■ PROBLEM REQUIREMENTS: Please edit the records from their start through the line containing "114], [2, 116]]]", changing "painted" to "wooden" and leaving everything else unchanged. Return only those lines.

>>>>

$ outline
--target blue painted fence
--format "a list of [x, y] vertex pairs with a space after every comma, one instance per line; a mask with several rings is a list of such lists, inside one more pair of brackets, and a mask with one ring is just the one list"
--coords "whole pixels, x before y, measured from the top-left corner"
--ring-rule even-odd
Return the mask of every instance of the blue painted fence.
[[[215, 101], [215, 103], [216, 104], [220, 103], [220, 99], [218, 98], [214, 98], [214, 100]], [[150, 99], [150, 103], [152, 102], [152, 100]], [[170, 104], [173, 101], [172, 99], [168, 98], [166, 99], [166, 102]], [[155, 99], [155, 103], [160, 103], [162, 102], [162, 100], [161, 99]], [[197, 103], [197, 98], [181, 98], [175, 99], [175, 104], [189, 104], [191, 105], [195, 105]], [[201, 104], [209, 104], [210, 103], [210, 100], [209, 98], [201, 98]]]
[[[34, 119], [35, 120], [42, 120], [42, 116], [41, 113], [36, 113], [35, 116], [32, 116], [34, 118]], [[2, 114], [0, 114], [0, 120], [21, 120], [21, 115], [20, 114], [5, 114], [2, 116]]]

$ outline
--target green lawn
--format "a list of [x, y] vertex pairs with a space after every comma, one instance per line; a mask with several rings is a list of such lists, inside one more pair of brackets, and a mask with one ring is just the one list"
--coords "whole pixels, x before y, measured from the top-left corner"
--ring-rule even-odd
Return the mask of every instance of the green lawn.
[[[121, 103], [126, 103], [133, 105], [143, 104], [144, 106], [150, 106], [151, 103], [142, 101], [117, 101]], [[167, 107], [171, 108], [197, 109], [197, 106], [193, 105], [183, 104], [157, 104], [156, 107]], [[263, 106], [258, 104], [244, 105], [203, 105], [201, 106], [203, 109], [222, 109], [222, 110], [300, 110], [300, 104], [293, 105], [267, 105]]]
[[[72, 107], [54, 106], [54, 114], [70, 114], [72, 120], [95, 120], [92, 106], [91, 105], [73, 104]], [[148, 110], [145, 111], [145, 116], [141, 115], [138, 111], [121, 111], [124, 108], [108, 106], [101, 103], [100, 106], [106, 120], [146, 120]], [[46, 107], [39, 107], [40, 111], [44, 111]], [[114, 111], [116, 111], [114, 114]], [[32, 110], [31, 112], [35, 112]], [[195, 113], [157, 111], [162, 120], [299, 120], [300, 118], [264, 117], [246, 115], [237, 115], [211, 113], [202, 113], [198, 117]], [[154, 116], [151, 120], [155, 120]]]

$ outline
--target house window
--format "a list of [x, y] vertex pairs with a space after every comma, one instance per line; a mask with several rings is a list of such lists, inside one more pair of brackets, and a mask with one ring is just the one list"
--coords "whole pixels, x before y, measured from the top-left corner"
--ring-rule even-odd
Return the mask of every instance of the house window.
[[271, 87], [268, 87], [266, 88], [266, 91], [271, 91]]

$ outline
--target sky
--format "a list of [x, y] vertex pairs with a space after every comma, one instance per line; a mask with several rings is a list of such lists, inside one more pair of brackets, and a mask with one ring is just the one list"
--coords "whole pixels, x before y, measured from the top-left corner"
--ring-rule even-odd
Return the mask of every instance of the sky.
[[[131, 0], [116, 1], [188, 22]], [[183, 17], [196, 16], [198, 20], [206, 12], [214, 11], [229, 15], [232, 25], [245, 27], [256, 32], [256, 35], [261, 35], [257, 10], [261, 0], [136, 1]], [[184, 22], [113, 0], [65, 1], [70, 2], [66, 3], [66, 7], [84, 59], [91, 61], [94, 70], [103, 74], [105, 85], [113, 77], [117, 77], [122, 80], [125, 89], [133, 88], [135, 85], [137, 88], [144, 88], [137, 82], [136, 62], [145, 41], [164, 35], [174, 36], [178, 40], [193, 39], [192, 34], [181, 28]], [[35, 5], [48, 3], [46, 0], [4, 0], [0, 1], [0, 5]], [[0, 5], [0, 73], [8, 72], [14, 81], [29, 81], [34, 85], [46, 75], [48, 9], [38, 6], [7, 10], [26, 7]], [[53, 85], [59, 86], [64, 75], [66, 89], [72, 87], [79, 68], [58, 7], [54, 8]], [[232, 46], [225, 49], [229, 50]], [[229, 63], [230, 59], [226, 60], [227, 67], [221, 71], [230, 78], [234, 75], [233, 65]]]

<<<<

■ TASK SOLUTION:
$ outline
--target blue wooden fence
--format "a list of [x, y] vertex pairs with a space after every comma, one instance per line; a mask with several rings is a list of such lists, inside one more pair of brackets, and a mask with one ring is just the one list"
--coords "whole pixels, x before y, measured from the top-left corner"
--ring-rule even-odd
Return the mask of every instance of the blue wooden fence.
[[[215, 101], [215, 103], [216, 104], [220, 103], [220, 99], [218, 98], [214, 98], [214, 100]], [[150, 99], [150, 103], [152, 102], [152, 100]], [[170, 104], [173, 101], [172, 99], [168, 98], [166, 99], [166, 102]], [[155, 99], [155, 103], [160, 103], [162, 102], [162, 100], [161, 99]], [[197, 103], [197, 98], [181, 98], [175, 99], [175, 104], [189, 104], [191, 105], [195, 105]], [[201, 104], [209, 104], [210, 103], [210, 100], [209, 98], [201, 98]]]
[[[34, 119], [35, 120], [42, 120], [42, 116], [41, 113], [36, 113], [35, 116], [32, 116], [34, 118]], [[2, 114], [0, 114], [0, 120], [21, 120], [21, 115], [20, 114], [5, 114], [2, 116]]]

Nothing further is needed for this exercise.